Page excerpt
1849 State of the Union Address
- Date: December 4, 1849
- Venue: House Chamber, United States Capitol
- Location: Washington, D.C.; 38°53′23″N 77°00′32″W﻿ / ﻿38.88972°N 77.00889°W;
- Type: State of the Union Address
- Participants: Zachary Taylor Millard Fillmore Howell Cobb
- Format: Written
- Previous: 1848 State of the Union Address
- Next: 1850 State of the Union Address

= 1849 State of the Union Address =

Speech by US President Zachary Taylor

The 1849 State of the Union Address was delivered by the 12th president of the United States Zachary Taylor to the 31st United States Congress on December 4, 1849. Presiding over this joint session was Howell Cobb, the House Speaker, with Millard Fillmore, the vice president, in his role as President of the Senate.

In this address, Taylor reflected on the United States' stability and growing influence in international relations. He remarked, "The United States of America at this moment present to the world the most stable and permanent Government on earth," crediting the nation's resilience to the foundations laid by preceding generations.

Requirement A
Pull out the full page on the 1849 State of the Union Address word for word.

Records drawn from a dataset
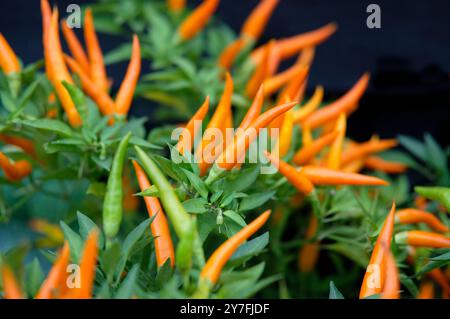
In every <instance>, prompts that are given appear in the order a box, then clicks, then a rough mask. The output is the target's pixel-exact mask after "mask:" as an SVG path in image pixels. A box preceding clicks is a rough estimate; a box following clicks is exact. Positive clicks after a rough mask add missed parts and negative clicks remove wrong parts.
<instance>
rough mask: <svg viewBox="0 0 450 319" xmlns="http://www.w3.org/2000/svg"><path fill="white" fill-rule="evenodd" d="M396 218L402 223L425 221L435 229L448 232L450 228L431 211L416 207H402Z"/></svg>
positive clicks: (398, 222) (441, 231) (395, 217)
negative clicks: (430, 211) (402, 207)
mask: <svg viewBox="0 0 450 319" xmlns="http://www.w3.org/2000/svg"><path fill="white" fill-rule="evenodd" d="M395 220H396V221H397V222H398V223H400V224H416V223H425V224H427V225H428V226H429V227H431V228H433V229H434V230H436V231H438V232H441V233H446V232H448V231H449V228H448V227H447V226H446V225H444V224H443V223H442V222H441V221H440V220H439V219H438V218H437V217H436V216H434V215H433V214H431V213H428V212H425V211H421V210H418V209H414V208H406V209H401V210H399V211H398V212H397V214H396V216H395Z"/></svg>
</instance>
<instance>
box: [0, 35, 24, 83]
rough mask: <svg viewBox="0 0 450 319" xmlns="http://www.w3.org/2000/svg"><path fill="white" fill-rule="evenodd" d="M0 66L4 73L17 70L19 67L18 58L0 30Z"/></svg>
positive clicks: (19, 68)
mask: <svg viewBox="0 0 450 319" xmlns="http://www.w3.org/2000/svg"><path fill="white" fill-rule="evenodd" d="M0 67H1V68H2V69H3V72H5V73H6V74H10V73H15V72H19V71H20V69H21V67H20V63H19V59H18V58H17V56H16V54H15V53H14V51H13V49H12V48H11V46H10V45H9V43H8V41H6V39H5V37H4V36H3V34H2V33H1V32H0Z"/></svg>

Requirement B
Put everything in the records from the first line containing "</instance>" down to the final line of the records into a numbered list, leaving out blank lines.

Result A
1849 State of the Union Address
- Date: December 4, 1849
- Venue: House Chamber, United States Capitol
- Location: Washington, D.C.; 38°53′23″N 77°00′32″W﻿ / ﻿38.88972°N 77.00889°W;
- Type: State of the Union Address
- Participants: Zachary Taylor Millard Fillmore Howell Cobb
- Format: Written
- Previous: 1848 State of the Union Address
- Next: 1850 State of the Union Address

= 1849 State of the Union Address =

Speech by US President Zachary Taylor

The 1849 State of the Union Address was delivered by the 12th president of the United States Zachary Taylor to the 31st United States Congress on December 4, 1849. Presiding over this joint session was Howell Cobb, the House Speaker, with Millard Fillmore, the vice president, in his role as President of the Senate.

In this address, Taylor reflected on the United States' stability and growing influence in international relations. He remarked, "The United States of America at this moment present to the world the most stable and permanent Government on earth," crediting the nation's resilience to the foundations laid by preceding generations.

Result B
1. </instance>
2. <instance>
3. box: [0, 35, 24, 83]
4. rough mask: <svg viewBox="0 0 450 319" xmlns="http://www.w3.org/2000/svg"><path fill="white" fill-rule="evenodd" d="M0 66L4 73L17 70L19 67L18 58L0 30Z"/></svg>
5. positive clicks: (19, 68)
6. mask: <svg viewBox="0 0 450 319" xmlns="http://www.w3.org/2000/svg"><path fill="white" fill-rule="evenodd" d="M0 67H1V68H2V69H3V72H5V73H6V74H10V73H15V72H19V71H20V69H21V67H20V63H19V59H18V58H17V56H16V54H15V53H14V51H13V49H12V48H11V46H10V45H9V43H8V41H6V39H5V37H4V36H3V34H2V33H1V32H0Z"/></svg>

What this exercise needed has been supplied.